___ DATA ___

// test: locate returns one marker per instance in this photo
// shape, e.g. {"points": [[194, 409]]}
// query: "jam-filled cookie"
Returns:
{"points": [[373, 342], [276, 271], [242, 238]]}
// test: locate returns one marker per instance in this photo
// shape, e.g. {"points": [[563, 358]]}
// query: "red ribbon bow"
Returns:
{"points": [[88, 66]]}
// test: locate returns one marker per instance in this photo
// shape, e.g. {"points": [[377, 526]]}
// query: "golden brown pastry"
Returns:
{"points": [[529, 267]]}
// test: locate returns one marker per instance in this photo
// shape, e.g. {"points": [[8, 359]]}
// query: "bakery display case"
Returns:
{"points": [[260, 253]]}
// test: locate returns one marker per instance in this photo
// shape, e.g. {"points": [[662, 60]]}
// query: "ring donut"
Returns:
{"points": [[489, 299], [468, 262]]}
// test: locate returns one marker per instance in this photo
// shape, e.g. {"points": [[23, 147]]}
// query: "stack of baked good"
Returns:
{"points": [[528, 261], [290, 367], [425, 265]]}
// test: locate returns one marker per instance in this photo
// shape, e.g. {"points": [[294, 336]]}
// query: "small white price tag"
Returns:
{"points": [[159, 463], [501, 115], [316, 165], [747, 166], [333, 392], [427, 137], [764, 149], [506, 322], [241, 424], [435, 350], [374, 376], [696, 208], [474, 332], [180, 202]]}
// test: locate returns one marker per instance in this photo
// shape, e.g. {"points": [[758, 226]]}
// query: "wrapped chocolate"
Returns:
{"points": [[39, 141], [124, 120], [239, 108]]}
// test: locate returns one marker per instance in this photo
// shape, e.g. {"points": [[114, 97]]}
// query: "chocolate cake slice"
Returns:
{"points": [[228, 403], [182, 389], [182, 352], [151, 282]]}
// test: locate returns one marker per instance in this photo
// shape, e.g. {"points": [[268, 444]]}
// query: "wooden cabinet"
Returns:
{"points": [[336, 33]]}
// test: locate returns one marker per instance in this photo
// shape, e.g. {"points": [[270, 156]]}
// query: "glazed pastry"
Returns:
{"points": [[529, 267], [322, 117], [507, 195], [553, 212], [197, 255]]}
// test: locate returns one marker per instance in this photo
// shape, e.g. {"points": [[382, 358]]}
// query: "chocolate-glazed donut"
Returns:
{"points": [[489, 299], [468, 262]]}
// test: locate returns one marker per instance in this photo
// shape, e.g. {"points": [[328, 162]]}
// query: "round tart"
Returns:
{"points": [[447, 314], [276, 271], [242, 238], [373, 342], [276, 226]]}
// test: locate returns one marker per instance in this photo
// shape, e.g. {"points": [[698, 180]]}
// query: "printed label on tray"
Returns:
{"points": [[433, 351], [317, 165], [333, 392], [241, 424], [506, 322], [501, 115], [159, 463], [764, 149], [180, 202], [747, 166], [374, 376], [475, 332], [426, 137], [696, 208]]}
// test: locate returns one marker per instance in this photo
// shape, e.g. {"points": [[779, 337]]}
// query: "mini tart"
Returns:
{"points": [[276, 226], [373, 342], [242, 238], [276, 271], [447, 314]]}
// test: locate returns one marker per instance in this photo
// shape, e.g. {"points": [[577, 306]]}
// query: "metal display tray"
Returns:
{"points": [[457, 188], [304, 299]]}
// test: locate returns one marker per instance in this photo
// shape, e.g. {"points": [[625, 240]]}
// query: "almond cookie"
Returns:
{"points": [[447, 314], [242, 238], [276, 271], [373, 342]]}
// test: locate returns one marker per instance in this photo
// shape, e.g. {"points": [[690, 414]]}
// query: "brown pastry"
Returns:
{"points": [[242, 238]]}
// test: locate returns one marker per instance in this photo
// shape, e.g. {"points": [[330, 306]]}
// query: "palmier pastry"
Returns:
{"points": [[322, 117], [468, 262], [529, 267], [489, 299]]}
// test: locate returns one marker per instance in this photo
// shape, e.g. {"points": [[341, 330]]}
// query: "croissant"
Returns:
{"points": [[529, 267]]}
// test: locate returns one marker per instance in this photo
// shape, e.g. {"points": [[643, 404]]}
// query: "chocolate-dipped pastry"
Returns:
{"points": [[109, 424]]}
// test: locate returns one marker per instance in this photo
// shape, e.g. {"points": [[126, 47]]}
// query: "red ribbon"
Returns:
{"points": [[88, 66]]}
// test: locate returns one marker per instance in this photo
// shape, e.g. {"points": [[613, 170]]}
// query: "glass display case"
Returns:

___

#### ACTIVITY
Copy out all of the data exactly, leaving nothing out.

#### SOLUTION FOR THIS PROBLEM
// test: locate returns one marker per instance in this photo
// shape, e.g. {"points": [[194, 409]]}
// query: "jam-filled cookie"
Returns:
{"points": [[373, 342], [276, 271], [242, 238]]}
// test: locate returns one marker per instance in this photo
// shape, e.g. {"points": [[563, 358]]}
// query: "red ribbon bow"
Returns:
{"points": [[88, 66]]}
// test: locate returns one marker per instance in this photo
// shape, e.g. {"points": [[377, 526]]}
// query: "golden brown pastry"
Returns:
{"points": [[529, 267]]}
// test: locate returns one marker per instance in this photo
// shape, e.g. {"points": [[8, 359]]}
// query: "bakery display case"
Returns:
{"points": [[260, 253]]}
// test: locate returns one marker per instance in this photo
// shape, e.g. {"points": [[662, 60]]}
// query: "ring donut"
Returns:
{"points": [[489, 299], [468, 262]]}
// test: locate returns one marker per instance in this photo
// shape, e.g. {"points": [[23, 147]]}
// query: "stack of baked good"
Returns:
{"points": [[528, 261], [290, 367], [425, 265]]}
// test: locate returns one marker per instance in this photo
// shape, e.g. {"points": [[294, 336]]}
// query: "small white price tag"
Returns:
{"points": [[159, 463], [501, 115], [316, 165], [747, 166], [333, 392], [427, 137], [764, 149], [506, 322], [241, 424], [435, 350], [374, 376], [696, 208], [474, 332], [180, 202]]}
// test: locate returns one marker per instance in this photo
// shape, e.g. {"points": [[758, 226]]}
// query: "wrapped chocolate"
Returns:
{"points": [[39, 141], [124, 120], [239, 108]]}
// test: locate returns one marker per instance in this photo
// shape, e.g. {"points": [[114, 97]]}
// query: "chocolate cake slice"
Returns:
{"points": [[228, 403], [182, 389], [182, 352], [151, 282]]}
// test: locate returns one marker per instance in this photo
// shape, e.g. {"points": [[268, 444]]}
// query: "wooden cabinet"
Returns:
{"points": [[336, 33]]}
// test: locate returns one marker per instance in this photo
// shape, e.g. {"points": [[270, 156]]}
// query: "glazed pastry"
Returns:
{"points": [[529, 267], [322, 117], [507, 195], [553, 212], [197, 255]]}
// test: locate returns one marker per instance in this photo
// shape, e.g. {"points": [[382, 358]]}
// query: "chocolate-glazed donut"
Returns:
{"points": [[489, 299], [468, 262]]}
// test: locate returns one marker per instance in this photo
// shape, e.g. {"points": [[328, 162]]}
// query: "round tart"
Returns:
{"points": [[447, 314], [276, 271], [242, 238], [373, 342], [276, 226]]}
// test: locate returns one marker per instance in this photo
// shape, e.g. {"points": [[698, 180]]}
// query: "printed label on tray"
Returns:
{"points": [[433, 351], [317, 165], [333, 392], [241, 424], [506, 322], [501, 115], [159, 463], [764, 149], [180, 202], [747, 166], [374, 376], [475, 332], [426, 137], [696, 208]]}
// test: locate returns one marker per instance in this photo
// shape, e.g. {"points": [[779, 337]]}
// query: "mini tart"
Returns:
{"points": [[276, 226], [373, 342], [242, 238], [276, 271], [447, 314]]}
// test: locate returns one marker per instance in this photo
// shape, e.g. {"points": [[577, 306]]}
// query: "metal display tray"
Returns:
{"points": [[457, 188], [304, 299]]}
// test: locate returns one marker per instance in this photo
// shape, e.g. {"points": [[625, 240]]}
// query: "almond cookie"
Returns:
{"points": [[447, 314], [242, 238], [276, 271], [373, 342]]}
// test: locate returns one marker per instance in this photo
// shape, e.g. {"points": [[690, 414]]}
// query: "brown pastry"
Returns:
{"points": [[242, 238]]}
// test: locate returns one marker per instance in this photo
// shape, e.g. {"points": [[330, 306]]}
// query: "palmier pastry"
Returns:
{"points": [[322, 117], [468, 262], [529, 267], [489, 299]]}
// test: locate returns one marker per instance in this photo
// shape, e.g. {"points": [[341, 330]]}
// query: "croissant"
Returns:
{"points": [[529, 267]]}
// test: locate returns one marker per instance in this photo
// shape, e.g. {"points": [[643, 404]]}
// query: "chocolate-dipped pastry"
Returns:
{"points": [[109, 424]]}
// test: locate returns one marker per instance in this photo
// shape, e.g. {"points": [[126, 47]]}
// query: "red ribbon"
Returns:
{"points": [[88, 66]]}
// test: locate returns one marker per instance in this photo
// shape, e.g. {"points": [[613, 170]]}
// query: "glass display case"
Returns:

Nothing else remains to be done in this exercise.